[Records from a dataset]
## begin

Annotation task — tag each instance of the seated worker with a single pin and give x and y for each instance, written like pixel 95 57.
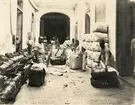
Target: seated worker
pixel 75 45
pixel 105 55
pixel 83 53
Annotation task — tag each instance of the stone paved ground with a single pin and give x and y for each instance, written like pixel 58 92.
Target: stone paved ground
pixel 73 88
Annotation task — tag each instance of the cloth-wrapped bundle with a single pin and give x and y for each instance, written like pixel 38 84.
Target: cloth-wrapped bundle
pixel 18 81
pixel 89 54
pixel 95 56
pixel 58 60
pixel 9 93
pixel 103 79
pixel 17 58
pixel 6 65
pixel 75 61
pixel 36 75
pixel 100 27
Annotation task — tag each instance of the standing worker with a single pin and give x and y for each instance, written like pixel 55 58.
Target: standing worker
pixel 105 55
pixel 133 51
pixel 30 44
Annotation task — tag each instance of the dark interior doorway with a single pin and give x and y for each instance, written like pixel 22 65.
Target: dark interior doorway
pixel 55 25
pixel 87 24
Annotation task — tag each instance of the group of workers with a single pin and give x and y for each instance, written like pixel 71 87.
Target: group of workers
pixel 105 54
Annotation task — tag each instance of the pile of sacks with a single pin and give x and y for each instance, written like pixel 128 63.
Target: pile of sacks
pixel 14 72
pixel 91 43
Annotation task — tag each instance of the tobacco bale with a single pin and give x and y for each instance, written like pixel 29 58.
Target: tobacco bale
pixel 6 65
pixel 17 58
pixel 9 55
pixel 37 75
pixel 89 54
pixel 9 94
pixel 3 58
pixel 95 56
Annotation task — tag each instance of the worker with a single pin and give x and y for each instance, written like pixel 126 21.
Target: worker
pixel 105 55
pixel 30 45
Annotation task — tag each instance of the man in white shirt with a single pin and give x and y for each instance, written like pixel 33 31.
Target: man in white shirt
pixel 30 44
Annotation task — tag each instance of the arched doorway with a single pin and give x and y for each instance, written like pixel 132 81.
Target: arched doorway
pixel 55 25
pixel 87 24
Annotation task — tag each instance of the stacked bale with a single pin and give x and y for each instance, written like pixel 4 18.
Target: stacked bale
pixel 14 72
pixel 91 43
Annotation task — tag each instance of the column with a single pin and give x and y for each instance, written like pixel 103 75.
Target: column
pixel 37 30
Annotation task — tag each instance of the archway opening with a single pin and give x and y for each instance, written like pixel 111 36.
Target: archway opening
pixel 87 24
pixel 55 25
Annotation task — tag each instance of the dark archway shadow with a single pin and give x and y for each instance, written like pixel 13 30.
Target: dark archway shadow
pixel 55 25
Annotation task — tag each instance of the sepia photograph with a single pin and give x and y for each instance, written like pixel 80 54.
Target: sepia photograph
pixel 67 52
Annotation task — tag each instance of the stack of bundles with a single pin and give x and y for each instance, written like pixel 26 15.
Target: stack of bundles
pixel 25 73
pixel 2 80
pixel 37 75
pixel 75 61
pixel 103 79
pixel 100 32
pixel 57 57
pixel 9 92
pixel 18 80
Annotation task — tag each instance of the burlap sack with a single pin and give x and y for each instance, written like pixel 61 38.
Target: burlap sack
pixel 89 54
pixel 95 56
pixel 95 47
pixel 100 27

## end
## begin

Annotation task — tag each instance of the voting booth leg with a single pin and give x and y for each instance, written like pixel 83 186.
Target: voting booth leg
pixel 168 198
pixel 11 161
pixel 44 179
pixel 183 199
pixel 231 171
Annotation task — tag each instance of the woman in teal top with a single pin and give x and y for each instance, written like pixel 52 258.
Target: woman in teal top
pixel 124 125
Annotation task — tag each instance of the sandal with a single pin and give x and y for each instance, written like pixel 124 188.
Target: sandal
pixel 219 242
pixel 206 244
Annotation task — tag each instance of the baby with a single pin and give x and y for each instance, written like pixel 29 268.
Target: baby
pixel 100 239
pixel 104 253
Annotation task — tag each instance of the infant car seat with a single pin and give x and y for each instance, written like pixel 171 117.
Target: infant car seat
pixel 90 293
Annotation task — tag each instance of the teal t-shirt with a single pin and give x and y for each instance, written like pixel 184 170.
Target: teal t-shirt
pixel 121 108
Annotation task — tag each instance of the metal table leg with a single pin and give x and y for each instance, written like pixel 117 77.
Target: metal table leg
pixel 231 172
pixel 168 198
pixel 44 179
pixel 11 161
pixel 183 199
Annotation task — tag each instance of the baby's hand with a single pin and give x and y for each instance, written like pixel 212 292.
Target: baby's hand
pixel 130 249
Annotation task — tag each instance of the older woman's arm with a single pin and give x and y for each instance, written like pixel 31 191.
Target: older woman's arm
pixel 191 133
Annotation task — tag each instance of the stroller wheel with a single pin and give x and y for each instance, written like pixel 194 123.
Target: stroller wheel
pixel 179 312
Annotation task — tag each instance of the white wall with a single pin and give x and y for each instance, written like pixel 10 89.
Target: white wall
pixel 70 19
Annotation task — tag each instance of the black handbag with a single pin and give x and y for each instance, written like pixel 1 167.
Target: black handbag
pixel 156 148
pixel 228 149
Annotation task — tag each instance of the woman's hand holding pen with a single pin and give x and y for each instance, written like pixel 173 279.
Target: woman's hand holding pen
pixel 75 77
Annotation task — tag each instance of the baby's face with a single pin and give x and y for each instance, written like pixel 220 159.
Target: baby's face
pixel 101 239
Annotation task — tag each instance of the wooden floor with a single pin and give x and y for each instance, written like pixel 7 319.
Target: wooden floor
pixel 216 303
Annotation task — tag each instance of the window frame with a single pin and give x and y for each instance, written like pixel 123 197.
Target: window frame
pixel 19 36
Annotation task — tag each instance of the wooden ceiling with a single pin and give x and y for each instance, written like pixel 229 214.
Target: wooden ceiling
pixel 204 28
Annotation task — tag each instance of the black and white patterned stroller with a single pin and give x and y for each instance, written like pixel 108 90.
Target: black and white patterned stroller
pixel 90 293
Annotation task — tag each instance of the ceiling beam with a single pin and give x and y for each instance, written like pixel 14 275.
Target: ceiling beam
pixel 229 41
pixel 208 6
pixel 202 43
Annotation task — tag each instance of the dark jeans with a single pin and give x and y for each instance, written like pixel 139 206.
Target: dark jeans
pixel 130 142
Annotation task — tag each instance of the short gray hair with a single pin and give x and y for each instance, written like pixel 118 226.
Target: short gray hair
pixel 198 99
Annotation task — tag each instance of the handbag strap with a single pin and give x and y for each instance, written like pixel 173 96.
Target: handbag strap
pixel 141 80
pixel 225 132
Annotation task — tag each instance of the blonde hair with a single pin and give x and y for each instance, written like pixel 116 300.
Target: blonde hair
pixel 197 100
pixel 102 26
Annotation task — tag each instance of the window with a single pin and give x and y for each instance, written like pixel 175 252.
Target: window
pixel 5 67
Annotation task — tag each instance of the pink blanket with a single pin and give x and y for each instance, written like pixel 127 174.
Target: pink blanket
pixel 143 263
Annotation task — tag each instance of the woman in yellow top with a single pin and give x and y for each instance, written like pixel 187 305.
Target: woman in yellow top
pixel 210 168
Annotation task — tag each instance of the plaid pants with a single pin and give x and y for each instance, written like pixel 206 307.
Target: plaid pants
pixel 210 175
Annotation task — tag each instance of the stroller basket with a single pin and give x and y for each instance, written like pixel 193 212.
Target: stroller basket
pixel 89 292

## end

__What to work on__:
Filter the items above, keeping only the lines that contain the string "stroller". Copy each such line unchanged.

__Worked answer__:
Annotation task — tag each instance of the stroller wheel with a single pin and give x and y for each instance, written like pixel 194 123.
Target: stroller wheel
Annotation task — tag each instance of the black and white patterned stroller with a single pin and give x and y for each instance, written like pixel 108 90.
Target: black and white patterned stroller
Annotation task — tag each instance of the stroller basket with a single pin and give x and y for each instance, written like pixel 193 212.
Target: stroller basket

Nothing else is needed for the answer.